Stored entries
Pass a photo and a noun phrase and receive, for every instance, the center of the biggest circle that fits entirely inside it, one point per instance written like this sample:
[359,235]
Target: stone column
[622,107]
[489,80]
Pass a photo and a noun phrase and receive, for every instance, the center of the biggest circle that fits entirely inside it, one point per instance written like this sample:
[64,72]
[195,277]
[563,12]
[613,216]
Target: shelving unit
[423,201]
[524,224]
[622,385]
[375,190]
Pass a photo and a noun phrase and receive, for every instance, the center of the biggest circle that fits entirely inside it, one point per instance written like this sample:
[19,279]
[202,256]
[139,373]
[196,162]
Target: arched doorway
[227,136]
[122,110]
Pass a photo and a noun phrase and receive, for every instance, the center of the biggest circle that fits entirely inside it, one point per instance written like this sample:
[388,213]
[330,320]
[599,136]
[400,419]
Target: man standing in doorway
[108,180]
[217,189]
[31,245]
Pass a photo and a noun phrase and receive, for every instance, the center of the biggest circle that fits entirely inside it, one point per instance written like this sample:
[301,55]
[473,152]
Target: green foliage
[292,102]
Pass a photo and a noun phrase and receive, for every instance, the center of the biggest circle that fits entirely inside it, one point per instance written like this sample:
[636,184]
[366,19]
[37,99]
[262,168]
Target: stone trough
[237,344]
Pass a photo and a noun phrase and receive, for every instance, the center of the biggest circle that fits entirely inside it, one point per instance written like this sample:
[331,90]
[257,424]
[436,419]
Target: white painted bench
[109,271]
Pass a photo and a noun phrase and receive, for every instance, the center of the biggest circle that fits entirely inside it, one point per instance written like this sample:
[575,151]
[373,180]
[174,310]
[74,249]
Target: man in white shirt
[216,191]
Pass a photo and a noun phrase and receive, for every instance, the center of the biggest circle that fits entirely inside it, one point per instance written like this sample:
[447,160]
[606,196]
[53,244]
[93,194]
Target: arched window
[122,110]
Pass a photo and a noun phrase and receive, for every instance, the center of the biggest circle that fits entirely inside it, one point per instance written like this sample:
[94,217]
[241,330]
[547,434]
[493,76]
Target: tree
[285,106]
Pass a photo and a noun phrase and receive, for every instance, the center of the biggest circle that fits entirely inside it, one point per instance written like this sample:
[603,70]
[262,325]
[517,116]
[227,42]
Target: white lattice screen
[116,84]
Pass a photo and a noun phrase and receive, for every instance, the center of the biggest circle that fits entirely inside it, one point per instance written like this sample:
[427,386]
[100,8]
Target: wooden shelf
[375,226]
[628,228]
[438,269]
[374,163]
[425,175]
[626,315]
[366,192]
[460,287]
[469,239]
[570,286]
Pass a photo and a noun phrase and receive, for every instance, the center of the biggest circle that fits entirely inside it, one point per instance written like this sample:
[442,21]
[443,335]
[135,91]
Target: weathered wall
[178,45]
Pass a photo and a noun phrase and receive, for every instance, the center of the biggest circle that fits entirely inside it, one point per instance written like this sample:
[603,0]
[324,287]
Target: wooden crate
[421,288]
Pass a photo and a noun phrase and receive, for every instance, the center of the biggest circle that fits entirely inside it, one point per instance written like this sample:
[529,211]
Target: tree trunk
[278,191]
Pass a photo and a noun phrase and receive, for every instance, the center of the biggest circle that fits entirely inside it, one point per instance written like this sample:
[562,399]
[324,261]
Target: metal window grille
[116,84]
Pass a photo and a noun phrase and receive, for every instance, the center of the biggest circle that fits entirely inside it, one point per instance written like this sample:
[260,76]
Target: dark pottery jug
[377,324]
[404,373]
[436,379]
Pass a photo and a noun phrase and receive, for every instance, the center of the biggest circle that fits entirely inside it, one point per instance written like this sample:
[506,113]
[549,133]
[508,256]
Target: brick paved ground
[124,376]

EXERCISE PROMPT
All of the entries above must be quoted exactly.

ANSWER IN FULL
Pass a photo and a noun phrase and receive, for every instance, the center of the biggest circle that fits entirely inside it, one point per instance written like this sample:
[359,235]
Target: stone column
[622,107]
[489,80]
Pass a photo and a noun phrase and receive, for every instance, the center of the biggest circle that fits entirely inside it, one point per instance written like this sample:
[64,72]
[195,277]
[563,12]
[613,216]
Target: shelving unit
[423,201]
[524,224]
[622,385]
[375,190]
Pass a photo and a noun phrase and receive, for every instance, the center of the biggest circle that fits entirely inside it, one point per instance written like this sample:
[19,279]
[202,256]
[139,373]
[196,162]
Target: arched doorway
[227,136]
[122,110]
Pass a photo and a noun phrase and receive, for every instance, the center of the biggest circle that fits entirely inside it, one point per instance written like this sample:
[388,213]
[330,320]
[599,136]
[400,419]
Target: man standing in doorway
[108,180]
[217,189]
[31,245]
Pass a photo and a noun phrase and receive, for every instance, the center of the biggest circle that fits entirely inside it, one point per instance written like this sample:
[301,55]
[473,152]
Target: green foliage
[292,102]
Pass a photo and a noun phrase and receive, for every instance, the center of the biggest circle that fits entirely inside it, one point per instance written like this sample:
[636,184]
[366,19]
[37,99]
[262,168]
Target: stone trough
[237,344]
Pass a photo and a noun phrase and receive, for every instance, the center of the biggest circle that fits entirely inside it, one point per instance written like this sample:
[331,90]
[257,424]
[436,419]
Target: white painted bench
[109,271]
Pass a photo and a noun phrase and receive, for every instance, the center of the biggest circle that fits entirely inside it, one point per instance written like this sample:
[575,151]
[373,180]
[174,310]
[74,249]
Target: man in white shirt
[216,191]
Pass a photo and a noun phrase and receive, for every instance, the center of the biggest circle that fits entirely inside it, one point per instance written like this sample:
[447,160]
[606,196]
[53,244]
[93,194]
Target: arched window
[122,110]
Pass a photo and a noun phrase and receive, for every instance, the center of the biggest circle that fits entirely inside it, one point per instance written like this sample:
[94,217]
[241,330]
[547,434]
[493,76]
Target: tree
[285,106]
Pass a photo and a noun phrase and receive, for every instance, the center of the biggest circle that fits entirely inside it, one point per instance written like this sample:
[603,70]
[262,325]
[517,116]
[227,42]
Target: white lattice screen
[116,84]
Pass a photo and a noun phrase and receive, for every instance, the center of the biggest circle that fits entirely inside it, one point per instance written like this sample:
[427,386]
[100,8]
Target: wooden shelf
[375,226]
[628,228]
[438,269]
[374,163]
[425,175]
[626,315]
[366,192]
[460,287]
[469,239]
[570,286]
Pass a photo and a noun phrase and receive, for every instance, the center of the biggest circle that fits entirely inside it, one point per instance written like this sample:
[442,21]
[443,335]
[135,91]
Target: weathered wall
[178,45]
Pass a photo and a noun phrase and receive, for every instance, the center of the biggest circle that fits entirely inside it, one point per instance written like this sample:
[603,0]
[324,287]
Target: wooden crate
[421,288]
Pass a photo and a noun phrase and receive, for every instance, the center of the biggest circle that fits entirely inside it, one point per instance written like this sample:
[529,211]
Target: tree trunk
[278,191]
Pass a photo and a noun phrase and receive, for every instance, the center of the biggest circle that fits entirely inside it, one point per instance written like this sample:
[562,399]
[324,261]
Target: metal window grille
[116,84]
Pass a photo and a noun phrase and receive, for every instance, the center of the biggest circle that fits entirely inside it, one point per instance written like this sample:
[260,76]
Target: dark pottery jug
[377,324]
[404,373]
[436,379]
Pass a photo and a noun phrase and receive, for every instance, the center of the biggest circle that fits entirely inside it, one point per instance written like this sample:
[506,113]
[549,133]
[508,256]
Target: brick paved ground
[124,376]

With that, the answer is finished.